** begin Record set **

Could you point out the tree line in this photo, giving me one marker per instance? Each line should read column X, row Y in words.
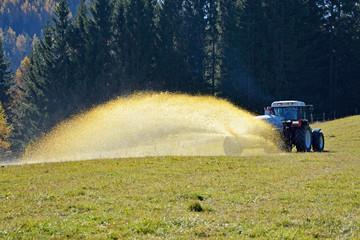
column 250, row 52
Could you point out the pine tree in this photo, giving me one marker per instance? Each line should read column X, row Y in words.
column 80, row 52
column 99, row 47
column 140, row 38
column 169, row 69
column 5, row 76
column 5, row 132
column 192, row 47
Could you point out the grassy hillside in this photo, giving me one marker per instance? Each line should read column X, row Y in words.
column 289, row 196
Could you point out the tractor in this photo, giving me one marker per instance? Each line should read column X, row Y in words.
column 290, row 119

** end Record set **

Work to do: Retype verbatim every line of the records from the line containing "Could you point out the tractor" through the last line of the records, including both.

The result:
Could you point out the tractor in this photo, giving me one marker per instance? Each line should read column X, row Y in words.
column 290, row 119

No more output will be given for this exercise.